> [REQUIRED TASK]
Transcribe the lines of the records below without any changes, from the line with "Target | tricolor ribbon bow" through the line with "x=912 y=424", including both of those lines.

(Records in a dataset)
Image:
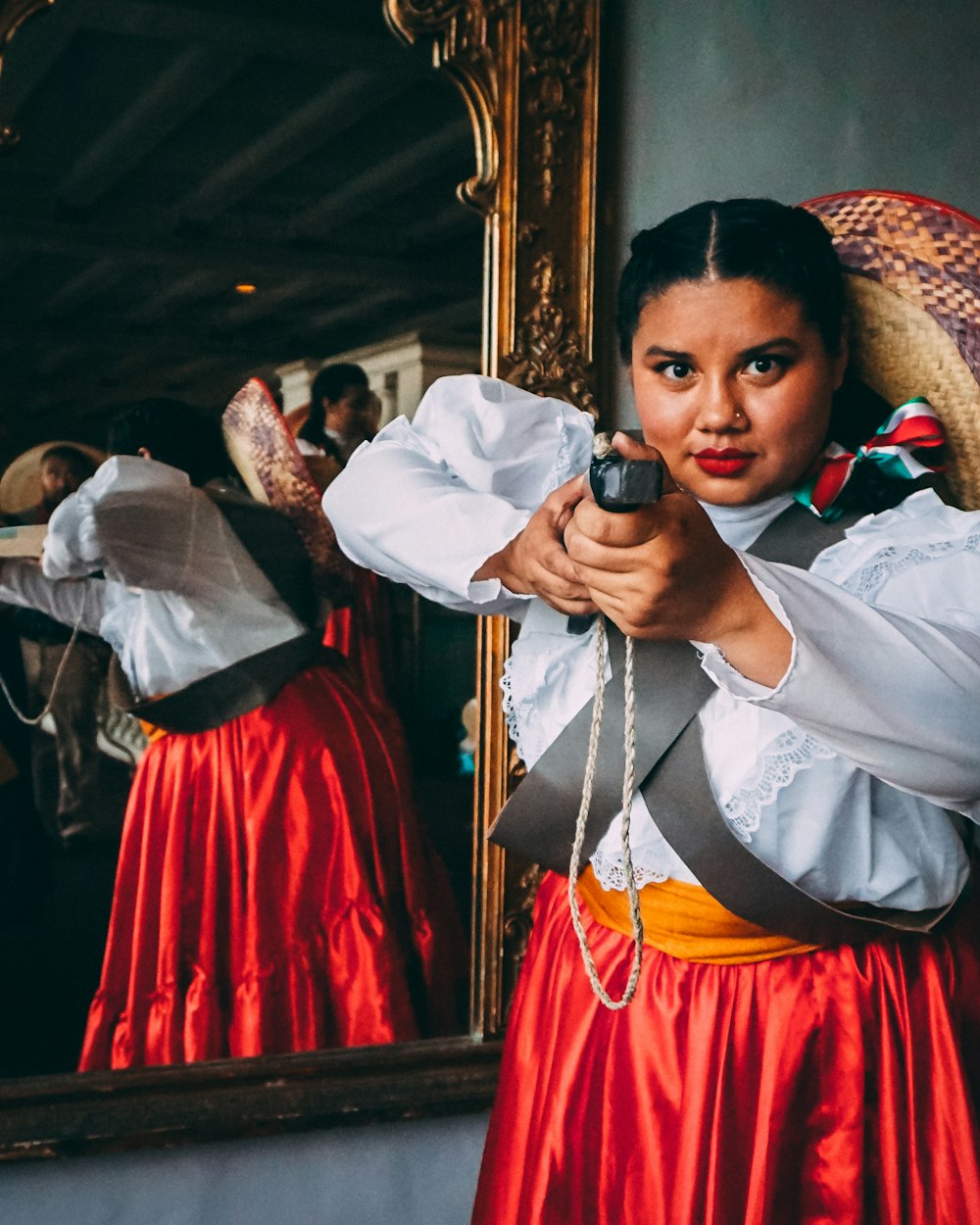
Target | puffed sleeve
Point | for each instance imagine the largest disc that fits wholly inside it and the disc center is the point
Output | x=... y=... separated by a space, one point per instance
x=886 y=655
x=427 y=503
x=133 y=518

==

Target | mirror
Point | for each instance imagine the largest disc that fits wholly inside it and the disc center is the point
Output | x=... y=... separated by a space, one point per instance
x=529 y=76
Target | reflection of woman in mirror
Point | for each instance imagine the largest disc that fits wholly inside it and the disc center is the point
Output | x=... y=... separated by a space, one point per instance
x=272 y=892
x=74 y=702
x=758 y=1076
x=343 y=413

---

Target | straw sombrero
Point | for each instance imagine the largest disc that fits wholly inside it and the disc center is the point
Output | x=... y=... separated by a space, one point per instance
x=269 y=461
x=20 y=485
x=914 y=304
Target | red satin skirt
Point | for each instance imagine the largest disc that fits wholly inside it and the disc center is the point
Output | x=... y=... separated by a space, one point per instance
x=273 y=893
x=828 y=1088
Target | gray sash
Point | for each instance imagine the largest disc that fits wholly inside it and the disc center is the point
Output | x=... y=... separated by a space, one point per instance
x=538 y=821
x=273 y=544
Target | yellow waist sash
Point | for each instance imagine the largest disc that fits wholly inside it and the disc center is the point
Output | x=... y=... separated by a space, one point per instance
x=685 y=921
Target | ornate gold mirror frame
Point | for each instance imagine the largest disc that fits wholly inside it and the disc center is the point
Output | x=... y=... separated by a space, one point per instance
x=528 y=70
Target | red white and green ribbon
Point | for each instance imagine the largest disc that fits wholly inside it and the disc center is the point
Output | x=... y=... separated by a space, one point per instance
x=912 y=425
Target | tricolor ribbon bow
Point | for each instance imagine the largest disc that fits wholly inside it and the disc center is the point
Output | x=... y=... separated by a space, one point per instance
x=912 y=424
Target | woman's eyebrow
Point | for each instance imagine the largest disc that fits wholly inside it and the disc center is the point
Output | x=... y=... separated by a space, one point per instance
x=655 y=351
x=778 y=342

> [COMPLETE ANSWER]
Target | tricolor ribbon bow
Point | for each instance imagine the largest disc that fits wholly inside it and the disc center is the point
Output | x=... y=... separated by a space, one point per instance
x=912 y=424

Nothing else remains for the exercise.